[EXERCISE REQUIREMENTS] Render the listing below as a numbered list, from its first line through the line containing "218;0;484;106", inclusive, leaving out blank lines.

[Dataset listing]
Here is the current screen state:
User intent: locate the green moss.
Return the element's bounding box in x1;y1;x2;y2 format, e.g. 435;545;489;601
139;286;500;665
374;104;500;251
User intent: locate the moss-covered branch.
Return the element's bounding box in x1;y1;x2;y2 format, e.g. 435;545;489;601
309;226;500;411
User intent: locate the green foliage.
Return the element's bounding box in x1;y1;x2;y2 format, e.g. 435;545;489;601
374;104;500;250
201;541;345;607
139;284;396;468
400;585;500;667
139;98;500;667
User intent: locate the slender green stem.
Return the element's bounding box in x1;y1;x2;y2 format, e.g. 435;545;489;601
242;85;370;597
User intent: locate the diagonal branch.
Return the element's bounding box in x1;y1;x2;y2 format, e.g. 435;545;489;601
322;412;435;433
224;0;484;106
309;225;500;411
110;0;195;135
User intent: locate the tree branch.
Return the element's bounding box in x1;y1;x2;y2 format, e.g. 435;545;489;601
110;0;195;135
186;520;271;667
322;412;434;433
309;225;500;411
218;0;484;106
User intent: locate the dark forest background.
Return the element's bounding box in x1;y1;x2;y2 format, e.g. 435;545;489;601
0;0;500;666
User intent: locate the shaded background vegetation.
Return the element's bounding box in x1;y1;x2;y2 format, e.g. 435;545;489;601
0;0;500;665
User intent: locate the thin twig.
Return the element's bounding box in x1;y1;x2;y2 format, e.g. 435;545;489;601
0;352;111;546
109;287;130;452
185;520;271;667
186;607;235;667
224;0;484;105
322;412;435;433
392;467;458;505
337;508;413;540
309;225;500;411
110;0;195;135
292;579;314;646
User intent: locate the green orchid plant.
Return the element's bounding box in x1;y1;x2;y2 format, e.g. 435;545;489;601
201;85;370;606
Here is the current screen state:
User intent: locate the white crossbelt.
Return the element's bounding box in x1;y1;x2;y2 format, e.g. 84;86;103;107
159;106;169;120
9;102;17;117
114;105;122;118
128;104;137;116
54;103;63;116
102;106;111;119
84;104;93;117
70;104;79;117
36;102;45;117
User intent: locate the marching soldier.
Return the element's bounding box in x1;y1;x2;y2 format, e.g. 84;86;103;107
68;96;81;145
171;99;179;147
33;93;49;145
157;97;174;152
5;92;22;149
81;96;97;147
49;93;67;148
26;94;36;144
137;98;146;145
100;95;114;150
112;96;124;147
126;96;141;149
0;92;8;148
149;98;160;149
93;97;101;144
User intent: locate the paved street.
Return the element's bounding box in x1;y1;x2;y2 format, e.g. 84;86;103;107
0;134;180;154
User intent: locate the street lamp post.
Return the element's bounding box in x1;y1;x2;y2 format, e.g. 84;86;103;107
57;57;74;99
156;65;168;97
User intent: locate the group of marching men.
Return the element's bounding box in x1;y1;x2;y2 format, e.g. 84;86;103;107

[RESULT OF THE TASK]
1. Here is the current screen state:
2. User intent: locate the green moss.
3. Return the element's bounding box in x1;y1;x2;y2 format, e.g. 435;545;489;601
4. 139;286;500;665
5. 374;104;500;251
6. User intent: locate the moss-covered branch.
7. Return the element's bounding box in x1;y1;x2;y2 format, e.g. 435;545;489;601
8. 309;226;500;411
9. User intent: locate the green foliage.
10. Return the element's bounding box in x1;y1;x2;y2 format, e.g. 435;545;489;601
11. 374;104;500;250
12. 201;541;345;607
13. 139;284;396;468
14. 400;585;500;667
15. 139;98;500;667
16. User intent: locate the slender green stem.
17. Return the element's bounding box in x1;y1;x2;y2 format, e.g. 435;545;489;601
18. 242;85;370;597
19. User intent: locate the diagonal branch.
20. Return the element's bounding box in x1;y1;x2;y2 format, e.g. 435;545;489;601
21. 322;412;435;433
22. 224;0;484;106
23. 309;225;500;411
24. 110;0;195;135
25. User intent: locate the tree branch.
26. Return the element's bounding box in x1;y1;x2;y2 format, e.g. 435;545;489;601
27. 110;0;195;135
28. 186;520;271;667
29. 322;412;434;433
30. 309;225;500;411
31. 218;0;484;106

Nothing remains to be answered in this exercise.